Point-per-instance localization data
::::::

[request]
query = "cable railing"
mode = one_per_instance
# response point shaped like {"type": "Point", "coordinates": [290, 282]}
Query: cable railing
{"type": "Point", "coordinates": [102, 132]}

::::::

◆ **DESCRIPTION OF THE TASK**: From the line holding "# response point" down to the last line of the records above, restate each line exactly as written.

◆ **ANSWER TO THIS EXERCISE**:
# response point shaped like {"type": "Point", "coordinates": [290, 282]}
Query: cable railing
{"type": "Point", "coordinates": [102, 132]}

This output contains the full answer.